Source records:
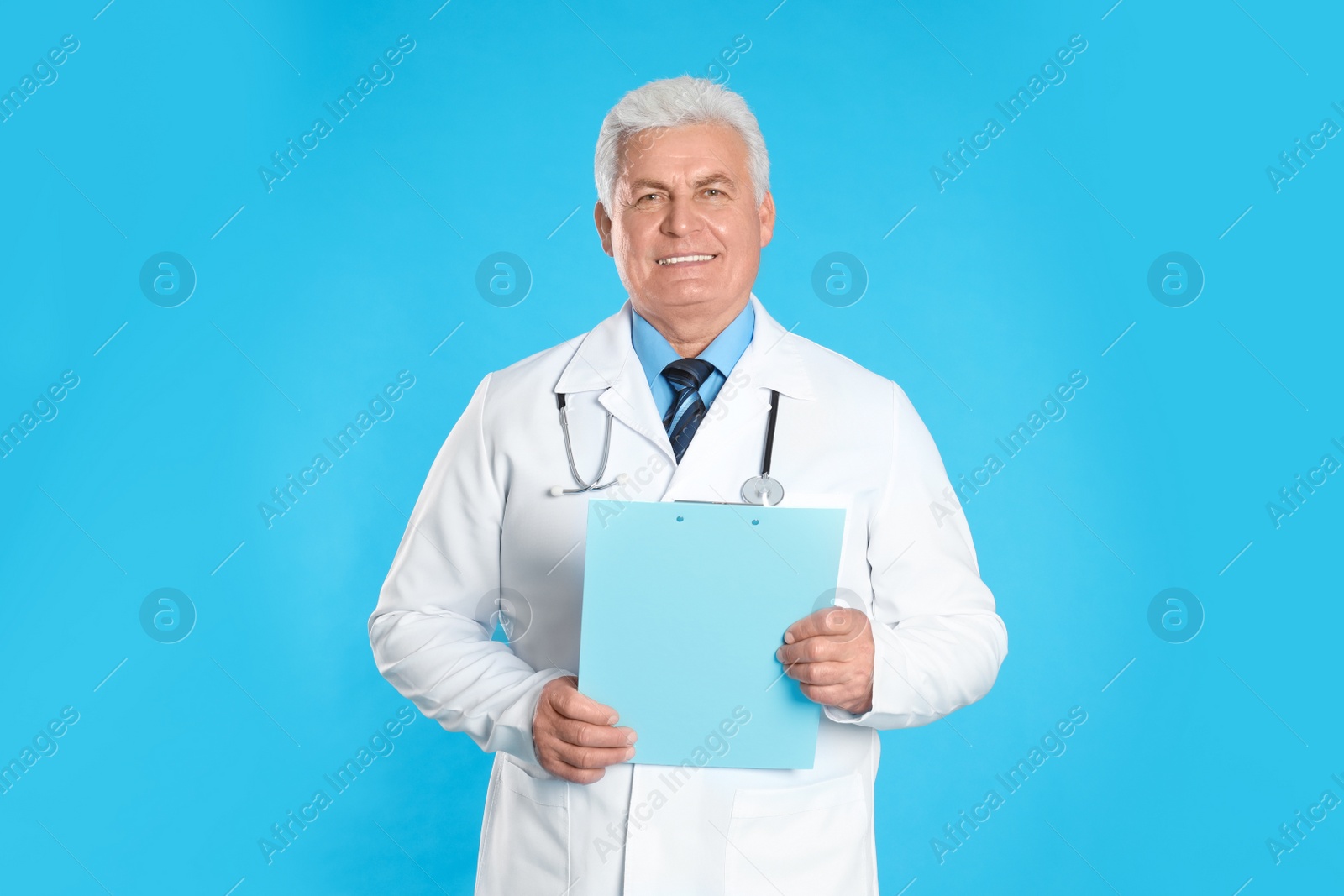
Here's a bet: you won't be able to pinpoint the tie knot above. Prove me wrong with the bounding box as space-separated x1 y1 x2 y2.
663 358 714 391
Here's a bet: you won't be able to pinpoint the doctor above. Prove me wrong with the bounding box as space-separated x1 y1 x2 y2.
368 76 1006 896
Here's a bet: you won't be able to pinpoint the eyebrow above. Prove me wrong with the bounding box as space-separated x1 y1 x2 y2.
630 170 737 192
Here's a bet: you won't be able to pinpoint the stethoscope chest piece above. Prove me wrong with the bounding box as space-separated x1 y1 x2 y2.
742 475 784 506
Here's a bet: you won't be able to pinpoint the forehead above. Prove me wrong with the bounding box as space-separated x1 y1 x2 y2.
621 123 748 180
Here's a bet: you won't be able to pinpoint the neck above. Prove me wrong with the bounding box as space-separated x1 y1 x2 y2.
630 296 750 358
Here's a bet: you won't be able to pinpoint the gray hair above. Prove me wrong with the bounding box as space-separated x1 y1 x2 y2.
593 76 770 213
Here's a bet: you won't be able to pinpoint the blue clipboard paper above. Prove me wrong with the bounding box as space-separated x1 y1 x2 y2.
580 500 845 768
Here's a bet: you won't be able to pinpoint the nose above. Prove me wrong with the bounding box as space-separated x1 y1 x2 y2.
663 196 703 237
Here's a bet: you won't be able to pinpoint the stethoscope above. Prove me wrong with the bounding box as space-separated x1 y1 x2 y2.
551 390 784 506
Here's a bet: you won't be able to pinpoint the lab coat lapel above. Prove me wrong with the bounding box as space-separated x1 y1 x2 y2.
555 300 676 462
667 294 813 501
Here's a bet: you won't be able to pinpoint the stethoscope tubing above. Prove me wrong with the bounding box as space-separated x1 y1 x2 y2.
551 390 784 505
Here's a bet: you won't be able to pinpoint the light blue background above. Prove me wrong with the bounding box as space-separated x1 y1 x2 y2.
0 0 1344 896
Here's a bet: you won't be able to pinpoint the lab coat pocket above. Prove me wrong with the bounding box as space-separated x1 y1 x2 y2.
723 773 874 896
477 753 570 896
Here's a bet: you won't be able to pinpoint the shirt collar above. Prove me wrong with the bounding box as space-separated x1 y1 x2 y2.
630 301 755 385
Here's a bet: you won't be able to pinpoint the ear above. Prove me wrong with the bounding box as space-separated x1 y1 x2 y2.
593 203 616 258
757 190 774 249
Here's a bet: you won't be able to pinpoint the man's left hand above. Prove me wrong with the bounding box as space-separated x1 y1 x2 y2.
774 607 874 715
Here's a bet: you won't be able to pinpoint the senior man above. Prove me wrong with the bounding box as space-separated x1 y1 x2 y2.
368 76 1006 896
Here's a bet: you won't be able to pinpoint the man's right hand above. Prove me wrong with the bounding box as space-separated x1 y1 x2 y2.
533 676 636 784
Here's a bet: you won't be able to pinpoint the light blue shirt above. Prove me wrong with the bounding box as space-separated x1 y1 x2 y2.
630 301 755 418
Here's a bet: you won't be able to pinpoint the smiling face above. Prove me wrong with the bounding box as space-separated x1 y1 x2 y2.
594 123 774 344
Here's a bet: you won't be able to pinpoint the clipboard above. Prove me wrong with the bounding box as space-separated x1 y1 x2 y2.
580 500 845 768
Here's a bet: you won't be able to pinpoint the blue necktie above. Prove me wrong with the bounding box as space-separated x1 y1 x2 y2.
663 358 714 464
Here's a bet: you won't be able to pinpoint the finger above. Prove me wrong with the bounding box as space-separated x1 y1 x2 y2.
798 684 858 708
551 740 634 768
555 717 636 747
551 690 620 726
785 663 853 685
774 636 855 663
546 759 606 784
784 607 869 643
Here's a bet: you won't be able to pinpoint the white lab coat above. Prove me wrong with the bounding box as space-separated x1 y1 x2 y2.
368 296 1008 896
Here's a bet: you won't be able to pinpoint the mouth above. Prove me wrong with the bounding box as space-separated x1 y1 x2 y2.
657 254 717 267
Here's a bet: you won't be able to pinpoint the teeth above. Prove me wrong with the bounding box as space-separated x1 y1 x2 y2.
659 255 714 265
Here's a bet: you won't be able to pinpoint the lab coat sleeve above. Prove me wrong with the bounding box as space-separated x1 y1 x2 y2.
825 383 1008 728
368 376 571 763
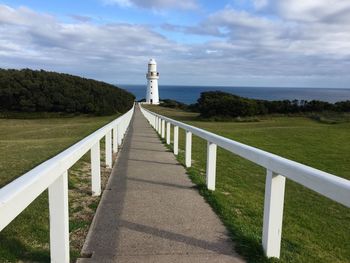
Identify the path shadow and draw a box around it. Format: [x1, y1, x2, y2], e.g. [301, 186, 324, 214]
[119, 220, 235, 257]
[128, 177, 196, 190]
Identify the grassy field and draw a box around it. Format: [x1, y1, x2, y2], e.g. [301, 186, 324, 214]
[0, 116, 116, 262]
[148, 106, 350, 263]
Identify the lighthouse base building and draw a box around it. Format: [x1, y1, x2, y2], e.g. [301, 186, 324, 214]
[146, 58, 159, 104]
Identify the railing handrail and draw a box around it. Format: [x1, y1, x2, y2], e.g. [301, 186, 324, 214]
[0, 105, 135, 262]
[0, 108, 133, 206]
[140, 106, 350, 207]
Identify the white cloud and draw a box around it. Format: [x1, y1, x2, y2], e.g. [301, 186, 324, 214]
[0, 5, 350, 86]
[104, 0, 198, 10]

* [Instructions to follow] Please copy the items again, from the start of the items through the line containing "0 0 1344 896", inclusive, with 149 added to every bounding-box coordinate in the answers. Leave the pictures out of your copy.

* [Problem solution]
Here's a bet: you won't be able to pinpoint the tie knot above. Prove me wrong with the bounding box as space-separated x1 y1 x2 y2.
812 507 863 540
Here's a bet: you won't be able to pinpoint the doctor above. Prove me wrong with the bounding box as space-separated x1 y1 x2 y2.
517 225 1155 1045
Here's a bet: you won't be able to pinpoint the eyebrow above. Prove me wrong with the bounding box as space-separated x1 y1 x2 y2.
779 319 886 341
Here's a bet: you won't be able to pinpoint the stethoscope chest piece above. Prove me wrong with the bounding box as space-separated x1 y1 x2 y2.
891 624 933 655
Here's a bet: you won't be able to pinpoint the forehead above. Prove me wrong with the bounding box as space-separated x1 y1 x2 y2.
770 272 897 329
Here's a bet: you won't be able to pinpoint the neck above. Prove me wrong with the bounding box as space-separated x1 y1 x2 y2.
779 445 899 507
Here's a bet: you won't be able to pinpoint the gray hair above. Prove me wrong with the bounding box as space-separated x1 y1 x2 y2.
742 225 919 362
Here's a bet: you won't be able to pinpoint the blue clipboard paper above. Prove me wrong with the bounding box as space-separated x1 y1 x2 y2.
729 649 994 917
Here's a bet: you won't be able to pinpoint the nose above. Prove me wrong with the bounding box as space-separated x1 y1 x2 y2.
812 345 852 386
Here's a bet: you won't be able to pinpoint the stethoscope above. Prove me wrong with the bounding box as space-separated x1 y1 x2 y2.
700 539 933 655
Here's a bet: you won't be able to pinpoint the lab coat lapel above. Prove me wrong with the bounding box as space-separated x1 y1 x2 y2.
704 449 825 611
816 443 962 650
Here's a bet: you won't be able to pinpoint the stethoscope tubing above. Prove me wrong with the bounding box as space-separated x1 y1 x2 y2.
700 539 933 654
Here's a bet: you won't be able to pinpoint the light blue background above. Prove me wrong with the bounding box as space-separated x1 y1 x2 y2.
149 149 1493 1045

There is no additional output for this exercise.